— Records for processing —

*** Block opens ***

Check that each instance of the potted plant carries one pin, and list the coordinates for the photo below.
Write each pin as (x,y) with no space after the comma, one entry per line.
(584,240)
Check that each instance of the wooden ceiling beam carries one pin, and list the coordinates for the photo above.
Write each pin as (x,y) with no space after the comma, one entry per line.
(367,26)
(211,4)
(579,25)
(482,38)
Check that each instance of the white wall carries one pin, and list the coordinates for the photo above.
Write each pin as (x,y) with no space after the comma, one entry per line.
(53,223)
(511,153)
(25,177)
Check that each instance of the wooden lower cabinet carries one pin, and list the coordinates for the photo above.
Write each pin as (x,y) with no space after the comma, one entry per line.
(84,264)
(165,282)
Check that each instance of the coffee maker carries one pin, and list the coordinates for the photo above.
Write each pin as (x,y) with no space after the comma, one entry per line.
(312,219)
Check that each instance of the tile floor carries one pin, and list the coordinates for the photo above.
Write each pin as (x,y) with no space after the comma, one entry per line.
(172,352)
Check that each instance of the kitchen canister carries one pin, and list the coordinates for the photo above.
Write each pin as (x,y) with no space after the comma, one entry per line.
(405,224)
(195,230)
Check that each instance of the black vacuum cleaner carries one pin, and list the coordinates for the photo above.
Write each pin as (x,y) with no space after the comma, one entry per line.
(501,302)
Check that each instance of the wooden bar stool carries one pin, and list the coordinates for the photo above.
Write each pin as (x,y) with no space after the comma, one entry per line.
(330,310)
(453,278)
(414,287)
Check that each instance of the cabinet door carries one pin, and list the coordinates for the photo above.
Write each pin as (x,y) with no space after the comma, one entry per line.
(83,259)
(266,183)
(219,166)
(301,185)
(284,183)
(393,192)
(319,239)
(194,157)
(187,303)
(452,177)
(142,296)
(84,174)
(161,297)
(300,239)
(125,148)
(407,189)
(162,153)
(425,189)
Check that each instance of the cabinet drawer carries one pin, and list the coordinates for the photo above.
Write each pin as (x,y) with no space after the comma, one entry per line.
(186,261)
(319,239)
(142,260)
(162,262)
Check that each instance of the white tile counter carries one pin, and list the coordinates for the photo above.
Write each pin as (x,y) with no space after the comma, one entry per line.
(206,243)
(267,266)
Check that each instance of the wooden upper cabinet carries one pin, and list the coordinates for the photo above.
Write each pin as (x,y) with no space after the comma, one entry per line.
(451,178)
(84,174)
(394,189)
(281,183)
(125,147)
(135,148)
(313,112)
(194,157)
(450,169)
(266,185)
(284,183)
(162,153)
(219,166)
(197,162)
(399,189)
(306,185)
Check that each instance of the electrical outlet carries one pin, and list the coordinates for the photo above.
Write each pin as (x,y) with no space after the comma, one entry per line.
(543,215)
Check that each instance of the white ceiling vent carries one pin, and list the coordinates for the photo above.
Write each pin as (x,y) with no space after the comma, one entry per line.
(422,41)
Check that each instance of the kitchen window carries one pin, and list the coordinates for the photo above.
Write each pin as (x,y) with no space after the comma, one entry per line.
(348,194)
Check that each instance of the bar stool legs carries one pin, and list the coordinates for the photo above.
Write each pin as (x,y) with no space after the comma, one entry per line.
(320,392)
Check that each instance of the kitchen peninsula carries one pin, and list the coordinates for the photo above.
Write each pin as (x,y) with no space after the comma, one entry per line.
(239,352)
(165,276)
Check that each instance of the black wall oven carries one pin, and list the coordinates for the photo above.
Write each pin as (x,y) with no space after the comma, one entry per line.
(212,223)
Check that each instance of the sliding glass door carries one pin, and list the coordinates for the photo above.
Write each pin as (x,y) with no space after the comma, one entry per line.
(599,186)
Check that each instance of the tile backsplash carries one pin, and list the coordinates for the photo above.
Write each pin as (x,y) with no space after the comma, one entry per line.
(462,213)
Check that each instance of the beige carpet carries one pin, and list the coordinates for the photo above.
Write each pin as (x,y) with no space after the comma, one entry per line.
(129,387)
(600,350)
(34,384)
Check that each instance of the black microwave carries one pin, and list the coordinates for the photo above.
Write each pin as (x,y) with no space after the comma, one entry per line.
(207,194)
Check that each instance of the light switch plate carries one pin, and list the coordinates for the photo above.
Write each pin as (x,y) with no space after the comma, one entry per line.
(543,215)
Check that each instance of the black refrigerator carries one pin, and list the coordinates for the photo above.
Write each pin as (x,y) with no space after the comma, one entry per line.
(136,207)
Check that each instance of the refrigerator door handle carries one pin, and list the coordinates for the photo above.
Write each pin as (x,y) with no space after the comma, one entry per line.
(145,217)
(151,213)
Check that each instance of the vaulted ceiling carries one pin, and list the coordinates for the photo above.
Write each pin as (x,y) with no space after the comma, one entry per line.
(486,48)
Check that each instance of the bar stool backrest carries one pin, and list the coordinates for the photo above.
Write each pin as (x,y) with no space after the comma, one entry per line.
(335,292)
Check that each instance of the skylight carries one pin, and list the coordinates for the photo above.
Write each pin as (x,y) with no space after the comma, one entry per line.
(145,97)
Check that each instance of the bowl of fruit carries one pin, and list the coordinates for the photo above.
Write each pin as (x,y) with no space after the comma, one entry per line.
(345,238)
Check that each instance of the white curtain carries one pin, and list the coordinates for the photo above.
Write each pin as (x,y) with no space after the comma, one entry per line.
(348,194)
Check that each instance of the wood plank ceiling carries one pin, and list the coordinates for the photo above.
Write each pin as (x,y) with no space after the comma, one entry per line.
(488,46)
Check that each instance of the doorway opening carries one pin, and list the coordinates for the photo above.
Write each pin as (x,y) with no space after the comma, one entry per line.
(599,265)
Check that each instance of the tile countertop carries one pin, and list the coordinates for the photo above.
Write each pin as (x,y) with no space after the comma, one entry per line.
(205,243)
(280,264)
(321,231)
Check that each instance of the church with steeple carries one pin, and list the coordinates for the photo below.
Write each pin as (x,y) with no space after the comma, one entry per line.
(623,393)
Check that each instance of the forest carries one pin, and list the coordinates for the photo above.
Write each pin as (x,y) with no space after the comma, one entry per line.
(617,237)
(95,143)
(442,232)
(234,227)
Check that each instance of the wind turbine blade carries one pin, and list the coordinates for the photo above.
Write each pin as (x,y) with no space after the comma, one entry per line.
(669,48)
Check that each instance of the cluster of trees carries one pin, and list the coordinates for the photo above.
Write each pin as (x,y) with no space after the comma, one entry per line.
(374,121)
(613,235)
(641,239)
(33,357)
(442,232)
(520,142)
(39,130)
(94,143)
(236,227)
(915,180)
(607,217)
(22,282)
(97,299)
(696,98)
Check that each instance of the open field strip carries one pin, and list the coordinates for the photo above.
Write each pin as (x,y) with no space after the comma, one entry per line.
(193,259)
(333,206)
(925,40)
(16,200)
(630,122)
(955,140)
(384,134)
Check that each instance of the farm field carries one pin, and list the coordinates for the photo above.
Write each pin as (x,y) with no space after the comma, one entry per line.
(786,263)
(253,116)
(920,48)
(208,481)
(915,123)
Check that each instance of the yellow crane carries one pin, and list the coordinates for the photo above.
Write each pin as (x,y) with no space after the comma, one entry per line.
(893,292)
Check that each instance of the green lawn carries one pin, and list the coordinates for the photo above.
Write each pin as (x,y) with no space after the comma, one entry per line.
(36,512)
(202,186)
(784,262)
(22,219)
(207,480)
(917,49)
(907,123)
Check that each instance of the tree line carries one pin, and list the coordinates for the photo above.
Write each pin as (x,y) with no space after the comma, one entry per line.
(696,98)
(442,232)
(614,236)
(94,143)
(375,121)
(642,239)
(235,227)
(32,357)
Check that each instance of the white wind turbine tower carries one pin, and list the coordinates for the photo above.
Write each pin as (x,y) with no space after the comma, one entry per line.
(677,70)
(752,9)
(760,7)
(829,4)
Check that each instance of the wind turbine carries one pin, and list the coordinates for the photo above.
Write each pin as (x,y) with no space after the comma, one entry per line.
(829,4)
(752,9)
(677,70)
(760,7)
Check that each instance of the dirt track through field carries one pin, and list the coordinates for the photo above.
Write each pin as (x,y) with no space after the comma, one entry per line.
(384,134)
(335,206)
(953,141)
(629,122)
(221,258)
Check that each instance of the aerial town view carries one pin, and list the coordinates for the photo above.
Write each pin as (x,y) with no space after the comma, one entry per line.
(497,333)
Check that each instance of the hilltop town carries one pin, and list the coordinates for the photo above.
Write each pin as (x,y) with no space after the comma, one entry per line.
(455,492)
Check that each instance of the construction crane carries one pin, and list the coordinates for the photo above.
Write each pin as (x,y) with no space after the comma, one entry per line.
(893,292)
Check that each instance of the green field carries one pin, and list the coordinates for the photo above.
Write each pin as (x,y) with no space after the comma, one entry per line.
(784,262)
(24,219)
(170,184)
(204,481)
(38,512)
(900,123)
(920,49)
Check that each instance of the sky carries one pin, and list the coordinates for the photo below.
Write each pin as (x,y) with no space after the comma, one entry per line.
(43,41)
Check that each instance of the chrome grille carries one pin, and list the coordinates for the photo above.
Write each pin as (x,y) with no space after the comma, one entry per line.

*** Block closes ***

— Task objective —
In the records above, find the line with "Check that each instance of the yellow"; write out exactly that line and each one after it, stopping after the line with "Check that each instance of the wind turbine carries".

— Written answer —
Check that each instance of the yellow crane carries one pin, and list the coordinates for the photo above.
Write each pin as (x,y) with no space after the comma, one entry per line.
(893,292)
Check that each instance of the green lawn carries one pin, and list the coordinates for the photo above.
Write each pin as (x,y) with no space after the comma, one entry per line.
(36,512)
(202,186)
(784,262)
(22,219)
(207,480)
(917,49)
(907,123)
Check that each instance of the tree line carries one pin, and list the coordinates for the photo above.
Write each pin as (x,y) with no space after the comma, one entry per line.
(696,98)
(442,232)
(614,236)
(94,143)
(375,121)
(642,239)
(235,227)
(32,357)
Check that each instance of the white wind turbine tower carries one pin, and list the coordinates for the photo above.
Write each pin as (x,y) with no space after the comma, one entry per line.
(677,70)
(752,9)
(760,7)
(829,4)
Check that each instance of the wind turbine carries one pin, and list the coordinates for the photo above.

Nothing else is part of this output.